SHORT PROBLEM:
Rewrite the listing below with "point localization" replaced by "keypoint localization" everywhere it occurs, leaving every other character the same.

SUPPLIED RECORDS:
-- start --
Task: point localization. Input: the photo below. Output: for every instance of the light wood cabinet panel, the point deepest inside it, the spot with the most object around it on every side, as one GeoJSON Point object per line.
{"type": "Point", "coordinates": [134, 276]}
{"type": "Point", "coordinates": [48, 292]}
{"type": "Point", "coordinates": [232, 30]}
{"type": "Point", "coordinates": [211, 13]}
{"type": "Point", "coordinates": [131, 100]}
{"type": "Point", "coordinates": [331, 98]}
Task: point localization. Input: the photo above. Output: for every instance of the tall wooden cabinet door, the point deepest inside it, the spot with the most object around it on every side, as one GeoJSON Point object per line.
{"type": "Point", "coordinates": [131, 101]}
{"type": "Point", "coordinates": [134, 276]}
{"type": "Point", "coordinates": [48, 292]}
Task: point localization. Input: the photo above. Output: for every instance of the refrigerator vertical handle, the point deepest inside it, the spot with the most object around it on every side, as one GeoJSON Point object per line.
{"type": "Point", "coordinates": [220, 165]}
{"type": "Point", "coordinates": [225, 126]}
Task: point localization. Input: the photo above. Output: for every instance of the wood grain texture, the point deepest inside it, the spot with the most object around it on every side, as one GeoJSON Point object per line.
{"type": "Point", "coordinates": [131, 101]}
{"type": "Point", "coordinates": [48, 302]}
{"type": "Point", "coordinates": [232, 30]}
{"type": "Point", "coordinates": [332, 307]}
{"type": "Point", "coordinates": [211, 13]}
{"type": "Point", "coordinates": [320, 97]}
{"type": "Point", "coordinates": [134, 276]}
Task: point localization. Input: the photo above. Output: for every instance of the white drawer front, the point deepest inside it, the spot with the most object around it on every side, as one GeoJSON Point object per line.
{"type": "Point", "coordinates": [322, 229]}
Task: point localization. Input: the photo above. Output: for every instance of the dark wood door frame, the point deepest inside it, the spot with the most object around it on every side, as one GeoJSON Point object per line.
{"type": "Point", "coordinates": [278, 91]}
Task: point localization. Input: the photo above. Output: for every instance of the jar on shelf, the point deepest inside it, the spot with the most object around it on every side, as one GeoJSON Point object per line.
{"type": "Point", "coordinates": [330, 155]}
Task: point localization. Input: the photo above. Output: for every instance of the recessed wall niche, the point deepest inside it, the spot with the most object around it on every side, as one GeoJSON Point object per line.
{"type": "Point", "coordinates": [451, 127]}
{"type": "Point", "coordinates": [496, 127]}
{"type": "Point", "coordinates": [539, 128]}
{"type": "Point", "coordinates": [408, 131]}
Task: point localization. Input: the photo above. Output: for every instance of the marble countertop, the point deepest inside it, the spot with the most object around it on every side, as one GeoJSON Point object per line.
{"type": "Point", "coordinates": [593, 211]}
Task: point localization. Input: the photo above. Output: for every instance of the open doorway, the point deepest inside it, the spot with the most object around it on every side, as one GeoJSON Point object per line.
-- end --
REPLY:
Task: keypoint localization. Input: the photo below. Output: for every instance of the light wood cabinet panel, the point deepest inside it, the spot with the most object around it on every side, as one GeoJSON Point object per line.
{"type": "Point", "coordinates": [134, 276]}
{"type": "Point", "coordinates": [48, 292]}
{"type": "Point", "coordinates": [232, 30]}
{"type": "Point", "coordinates": [211, 13]}
{"type": "Point", "coordinates": [131, 100]}
{"type": "Point", "coordinates": [331, 98]}
Task: keypoint localization. Input: the photo above. Output: for every instance of the tall wooden cabinet door, the point deepest inside it, the spot with the most object around it on every side, as one GeoJSON Point object per line.
{"type": "Point", "coordinates": [131, 101]}
{"type": "Point", "coordinates": [134, 276]}
{"type": "Point", "coordinates": [48, 292]}
Task: keypoint localization. Input: the photo above. Output: for every instance of the refrigerator vertical handle, the point deepest inside it, the spot with the most object around it on every side, as one GeoJSON Point object per line.
{"type": "Point", "coordinates": [220, 165]}
{"type": "Point", "coordinates": [225, 126]}
Task: keypoint localization. Input: the photo above. Output: for every instance of the wood grain texture, the point deepest inside it, the spot with the most object around it on every side, as one GeoJSON Point object per line.
{"type": "Point", "coordinates": [131, 101]}
{"type": "Point", "coordinates": [48, 302]}
{"type": "Point", "coordinates": [232, 30]}
{"type": "Point", "coordinates": [332, 307]}
{"type": "Point", "coordinates": [211, 13]}
{"type": "Point", "coordinates": [320, 97]}
{"type": "Point", "coordinates": [134, 276]}
Task: keypoint localization. Input: the photo above. Output: for every instance of the white drawer front, the point deepest inside it, the spot with the most object around it on every side, as one GeoJSON Point object per line.
{"type": "Point", "coordinates": [322, 229]}
Task: keypoint localization. Input: the photo above. Output: for every instance of the dark wood door frame, the point deepest inside it, the spot with the most object around it on every side, as one GeoJSON Point object per line.
{"type": "Point", "coordinates": [278, 91]}
Task: keypoint localization. Input: the photo above. Output: for every instance of the jar on shelf, the point deepest inside it, the spot with the most object around it on every side, as one GeoJSON Point object per line.
{"type": "Point", "coordinates": [330, 155]}
Task: keypoint localization. Input: the photo above. Output: for every instance of the recessed wall niche, the point deepest inside it, the spot with the most object around it on every side, as one GeoJSON Point object per line.
{"type": "Point", "coordinates": [451, 127]}
{"type": "Point", "coordinates": [496, 127]}
{"type": "Point", "coordinates": [539, 128]}
{"type": "Point", "coordinates": [408, 131]}
Task: keypoint localization. Input: the photo above. Output: for every instance of the marble countertop, the point deepest inside it, the spot with the most object around it on every side, as one GeoJSON Point object per line.
{"type": "Point", "coordinates": [593, 211]}
Task: keypoint localization. Input: the photo above. Output: for every instance of the open doorway, the point deepest inside it, the spot with the most object around it on every side, as one GeoJSON Point object per line.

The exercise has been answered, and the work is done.